## Exercise aim
Go to the line that contains "Where can you see the player's left" and extract it along with every line after it, exactly, through the end of the data below.

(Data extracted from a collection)
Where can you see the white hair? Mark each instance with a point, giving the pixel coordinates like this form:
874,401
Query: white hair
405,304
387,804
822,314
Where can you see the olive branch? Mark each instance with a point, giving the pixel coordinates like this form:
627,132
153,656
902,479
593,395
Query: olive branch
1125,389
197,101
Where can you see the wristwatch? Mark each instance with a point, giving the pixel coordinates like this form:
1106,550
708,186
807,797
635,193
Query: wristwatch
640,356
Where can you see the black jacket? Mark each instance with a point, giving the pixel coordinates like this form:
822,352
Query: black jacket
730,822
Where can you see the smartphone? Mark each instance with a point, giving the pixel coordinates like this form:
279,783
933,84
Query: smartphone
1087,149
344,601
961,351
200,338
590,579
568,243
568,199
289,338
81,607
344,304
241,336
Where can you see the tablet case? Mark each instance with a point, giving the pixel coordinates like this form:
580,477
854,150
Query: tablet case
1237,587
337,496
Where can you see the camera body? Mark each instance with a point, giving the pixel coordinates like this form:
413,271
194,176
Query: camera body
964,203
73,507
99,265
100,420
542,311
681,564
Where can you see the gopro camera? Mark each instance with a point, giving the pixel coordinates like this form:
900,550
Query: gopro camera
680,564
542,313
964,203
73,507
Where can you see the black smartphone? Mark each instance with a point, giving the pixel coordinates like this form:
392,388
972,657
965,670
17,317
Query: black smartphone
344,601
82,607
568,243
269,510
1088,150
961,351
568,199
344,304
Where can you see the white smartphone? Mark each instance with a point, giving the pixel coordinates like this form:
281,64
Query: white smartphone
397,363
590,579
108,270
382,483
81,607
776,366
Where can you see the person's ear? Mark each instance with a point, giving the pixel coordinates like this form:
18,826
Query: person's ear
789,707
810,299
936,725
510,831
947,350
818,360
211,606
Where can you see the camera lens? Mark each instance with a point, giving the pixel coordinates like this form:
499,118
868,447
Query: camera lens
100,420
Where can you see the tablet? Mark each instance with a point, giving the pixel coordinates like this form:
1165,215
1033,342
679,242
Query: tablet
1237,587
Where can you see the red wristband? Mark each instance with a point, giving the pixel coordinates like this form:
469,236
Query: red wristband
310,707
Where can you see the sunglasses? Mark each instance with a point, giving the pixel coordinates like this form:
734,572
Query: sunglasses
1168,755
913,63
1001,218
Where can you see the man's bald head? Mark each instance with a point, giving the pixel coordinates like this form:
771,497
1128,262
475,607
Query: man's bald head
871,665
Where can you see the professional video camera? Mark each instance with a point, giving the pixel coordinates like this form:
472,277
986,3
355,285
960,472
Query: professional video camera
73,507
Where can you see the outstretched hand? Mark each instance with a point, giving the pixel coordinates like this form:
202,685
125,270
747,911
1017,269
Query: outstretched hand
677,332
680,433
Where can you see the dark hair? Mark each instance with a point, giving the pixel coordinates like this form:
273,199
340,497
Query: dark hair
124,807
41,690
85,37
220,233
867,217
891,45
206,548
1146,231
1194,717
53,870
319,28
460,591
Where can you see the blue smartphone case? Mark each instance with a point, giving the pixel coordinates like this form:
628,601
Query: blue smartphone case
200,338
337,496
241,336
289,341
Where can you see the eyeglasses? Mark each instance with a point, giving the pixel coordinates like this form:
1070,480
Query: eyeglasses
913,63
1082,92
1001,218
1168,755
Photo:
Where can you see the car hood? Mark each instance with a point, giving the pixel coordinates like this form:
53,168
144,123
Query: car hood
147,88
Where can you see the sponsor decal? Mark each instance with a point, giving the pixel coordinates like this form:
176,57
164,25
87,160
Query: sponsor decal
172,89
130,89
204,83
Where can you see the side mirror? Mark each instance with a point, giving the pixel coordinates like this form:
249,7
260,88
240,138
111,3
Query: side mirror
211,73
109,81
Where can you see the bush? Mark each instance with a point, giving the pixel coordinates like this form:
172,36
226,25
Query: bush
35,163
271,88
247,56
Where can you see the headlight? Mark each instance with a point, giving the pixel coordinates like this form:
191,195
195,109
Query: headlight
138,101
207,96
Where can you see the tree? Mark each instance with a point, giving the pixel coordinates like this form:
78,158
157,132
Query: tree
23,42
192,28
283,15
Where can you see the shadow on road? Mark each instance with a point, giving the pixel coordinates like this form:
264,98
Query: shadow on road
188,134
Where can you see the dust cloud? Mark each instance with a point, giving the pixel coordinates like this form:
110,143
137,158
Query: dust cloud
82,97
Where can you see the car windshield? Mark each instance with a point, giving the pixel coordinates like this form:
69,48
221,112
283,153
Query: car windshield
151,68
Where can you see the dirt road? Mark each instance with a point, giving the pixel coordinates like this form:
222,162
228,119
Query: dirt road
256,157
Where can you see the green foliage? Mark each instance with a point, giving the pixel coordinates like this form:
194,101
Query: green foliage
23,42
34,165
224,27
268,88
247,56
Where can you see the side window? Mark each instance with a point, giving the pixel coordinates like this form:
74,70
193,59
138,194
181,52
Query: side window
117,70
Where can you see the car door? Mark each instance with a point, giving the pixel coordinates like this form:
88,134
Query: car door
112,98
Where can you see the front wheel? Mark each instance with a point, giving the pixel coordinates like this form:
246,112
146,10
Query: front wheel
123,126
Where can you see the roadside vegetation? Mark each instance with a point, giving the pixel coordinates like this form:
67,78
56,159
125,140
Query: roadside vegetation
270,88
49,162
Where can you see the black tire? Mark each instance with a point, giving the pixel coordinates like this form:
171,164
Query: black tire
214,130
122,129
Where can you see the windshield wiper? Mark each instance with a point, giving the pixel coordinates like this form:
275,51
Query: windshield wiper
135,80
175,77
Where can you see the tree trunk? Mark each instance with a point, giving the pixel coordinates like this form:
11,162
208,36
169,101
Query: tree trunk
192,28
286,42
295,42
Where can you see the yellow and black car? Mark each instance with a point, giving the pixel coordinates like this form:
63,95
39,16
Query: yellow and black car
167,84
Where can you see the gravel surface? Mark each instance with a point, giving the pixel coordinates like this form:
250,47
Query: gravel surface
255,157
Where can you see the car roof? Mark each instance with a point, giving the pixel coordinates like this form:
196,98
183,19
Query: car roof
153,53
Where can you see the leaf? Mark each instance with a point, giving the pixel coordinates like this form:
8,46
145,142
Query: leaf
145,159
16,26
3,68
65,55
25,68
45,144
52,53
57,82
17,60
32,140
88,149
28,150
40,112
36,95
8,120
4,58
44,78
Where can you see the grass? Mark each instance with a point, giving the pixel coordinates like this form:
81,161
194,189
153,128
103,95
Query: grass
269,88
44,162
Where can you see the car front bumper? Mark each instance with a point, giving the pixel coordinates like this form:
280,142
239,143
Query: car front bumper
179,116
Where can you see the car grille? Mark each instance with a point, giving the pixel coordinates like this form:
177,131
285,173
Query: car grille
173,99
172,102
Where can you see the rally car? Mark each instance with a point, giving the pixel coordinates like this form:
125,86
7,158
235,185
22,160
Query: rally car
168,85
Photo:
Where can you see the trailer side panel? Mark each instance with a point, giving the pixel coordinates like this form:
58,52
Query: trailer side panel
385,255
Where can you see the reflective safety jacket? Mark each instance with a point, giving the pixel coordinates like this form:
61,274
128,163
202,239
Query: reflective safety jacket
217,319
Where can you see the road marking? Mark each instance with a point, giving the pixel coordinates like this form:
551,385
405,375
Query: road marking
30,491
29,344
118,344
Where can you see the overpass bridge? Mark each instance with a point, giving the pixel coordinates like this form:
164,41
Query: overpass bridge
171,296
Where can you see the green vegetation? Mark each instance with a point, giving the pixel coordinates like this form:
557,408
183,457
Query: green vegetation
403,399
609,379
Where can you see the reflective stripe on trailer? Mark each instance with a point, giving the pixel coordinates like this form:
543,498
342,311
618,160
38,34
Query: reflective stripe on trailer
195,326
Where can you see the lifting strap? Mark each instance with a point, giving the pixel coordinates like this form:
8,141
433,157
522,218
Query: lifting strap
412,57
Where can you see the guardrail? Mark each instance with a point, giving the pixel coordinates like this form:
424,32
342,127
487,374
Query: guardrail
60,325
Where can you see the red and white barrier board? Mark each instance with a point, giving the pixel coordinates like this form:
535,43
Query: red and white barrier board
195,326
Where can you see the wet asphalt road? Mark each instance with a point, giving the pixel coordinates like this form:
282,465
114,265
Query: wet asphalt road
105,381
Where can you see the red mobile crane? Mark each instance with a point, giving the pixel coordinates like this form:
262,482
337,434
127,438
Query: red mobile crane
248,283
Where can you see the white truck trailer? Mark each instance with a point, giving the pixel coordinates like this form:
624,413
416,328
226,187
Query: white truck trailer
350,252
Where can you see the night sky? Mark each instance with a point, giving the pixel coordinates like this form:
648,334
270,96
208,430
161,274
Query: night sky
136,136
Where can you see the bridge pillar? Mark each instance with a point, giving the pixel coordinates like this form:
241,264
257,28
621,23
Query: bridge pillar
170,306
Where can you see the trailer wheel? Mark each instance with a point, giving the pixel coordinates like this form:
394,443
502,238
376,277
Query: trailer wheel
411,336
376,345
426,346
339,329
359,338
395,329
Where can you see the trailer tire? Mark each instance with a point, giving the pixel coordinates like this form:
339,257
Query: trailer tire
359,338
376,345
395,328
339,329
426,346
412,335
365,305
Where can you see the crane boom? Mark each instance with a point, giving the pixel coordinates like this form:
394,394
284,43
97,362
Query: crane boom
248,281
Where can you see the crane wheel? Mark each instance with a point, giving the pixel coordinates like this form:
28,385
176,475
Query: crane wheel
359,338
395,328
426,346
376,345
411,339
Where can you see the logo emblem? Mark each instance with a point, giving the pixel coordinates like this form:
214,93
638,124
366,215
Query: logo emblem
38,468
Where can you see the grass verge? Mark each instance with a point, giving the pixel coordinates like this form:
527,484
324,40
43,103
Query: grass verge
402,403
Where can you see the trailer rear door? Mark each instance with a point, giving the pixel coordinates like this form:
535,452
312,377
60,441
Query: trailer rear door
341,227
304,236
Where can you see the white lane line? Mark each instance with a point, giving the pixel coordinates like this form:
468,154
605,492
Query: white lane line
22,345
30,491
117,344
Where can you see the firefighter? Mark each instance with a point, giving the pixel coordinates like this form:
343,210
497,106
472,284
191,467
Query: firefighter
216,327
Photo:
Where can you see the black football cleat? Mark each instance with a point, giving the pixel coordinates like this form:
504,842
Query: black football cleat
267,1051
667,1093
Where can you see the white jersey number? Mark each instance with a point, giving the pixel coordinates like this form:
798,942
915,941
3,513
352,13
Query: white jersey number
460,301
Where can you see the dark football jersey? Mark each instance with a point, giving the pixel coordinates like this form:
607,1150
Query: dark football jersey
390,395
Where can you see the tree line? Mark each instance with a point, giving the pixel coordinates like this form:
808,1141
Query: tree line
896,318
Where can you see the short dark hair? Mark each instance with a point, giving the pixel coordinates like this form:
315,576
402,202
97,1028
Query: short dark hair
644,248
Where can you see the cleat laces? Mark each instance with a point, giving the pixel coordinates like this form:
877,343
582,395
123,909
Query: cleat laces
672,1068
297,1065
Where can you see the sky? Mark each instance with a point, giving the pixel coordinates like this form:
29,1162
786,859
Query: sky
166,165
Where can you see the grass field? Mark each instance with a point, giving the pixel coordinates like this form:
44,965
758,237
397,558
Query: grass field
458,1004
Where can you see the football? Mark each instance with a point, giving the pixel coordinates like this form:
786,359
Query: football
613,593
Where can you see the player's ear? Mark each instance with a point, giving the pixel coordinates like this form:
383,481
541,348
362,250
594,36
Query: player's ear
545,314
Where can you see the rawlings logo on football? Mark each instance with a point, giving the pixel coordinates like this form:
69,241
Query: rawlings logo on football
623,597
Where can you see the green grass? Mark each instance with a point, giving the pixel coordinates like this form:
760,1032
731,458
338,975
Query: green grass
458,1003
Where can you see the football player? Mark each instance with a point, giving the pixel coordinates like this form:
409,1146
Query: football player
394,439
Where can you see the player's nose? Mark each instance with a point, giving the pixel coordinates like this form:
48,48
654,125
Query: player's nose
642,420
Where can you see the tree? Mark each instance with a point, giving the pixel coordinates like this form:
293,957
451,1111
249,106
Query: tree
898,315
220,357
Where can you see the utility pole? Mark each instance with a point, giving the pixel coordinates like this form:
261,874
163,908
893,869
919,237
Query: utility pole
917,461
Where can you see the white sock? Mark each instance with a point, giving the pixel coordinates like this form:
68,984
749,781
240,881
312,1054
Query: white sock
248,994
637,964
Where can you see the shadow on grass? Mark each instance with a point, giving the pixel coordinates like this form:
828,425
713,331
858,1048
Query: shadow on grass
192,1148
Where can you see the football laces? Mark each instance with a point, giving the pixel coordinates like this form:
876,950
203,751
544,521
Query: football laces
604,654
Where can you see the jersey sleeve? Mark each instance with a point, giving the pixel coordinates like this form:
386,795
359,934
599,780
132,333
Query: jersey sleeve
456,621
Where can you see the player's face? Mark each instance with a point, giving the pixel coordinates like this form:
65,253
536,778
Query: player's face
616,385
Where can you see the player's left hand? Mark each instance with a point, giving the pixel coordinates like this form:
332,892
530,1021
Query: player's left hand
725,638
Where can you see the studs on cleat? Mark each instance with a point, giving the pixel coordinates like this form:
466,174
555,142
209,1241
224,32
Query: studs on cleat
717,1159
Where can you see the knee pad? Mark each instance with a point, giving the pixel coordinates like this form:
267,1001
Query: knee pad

## Result below
Where can you see the player's left hand? Mark each instance with a point, giving the pixel coordinates like this form:
332,892
530,1021
Query: player's left hand
725,638
Where can you see the studs on cleat? Mark each instance with a point, giving the pixel coordinates like this form:
466,174
555,142
209,1241
224,32
Query: studs on cleat
717,1159
Where can you see the knee pad? Mark each instance with a point, giving the pixel coordinates like this form:
267,1001
Query: knee pad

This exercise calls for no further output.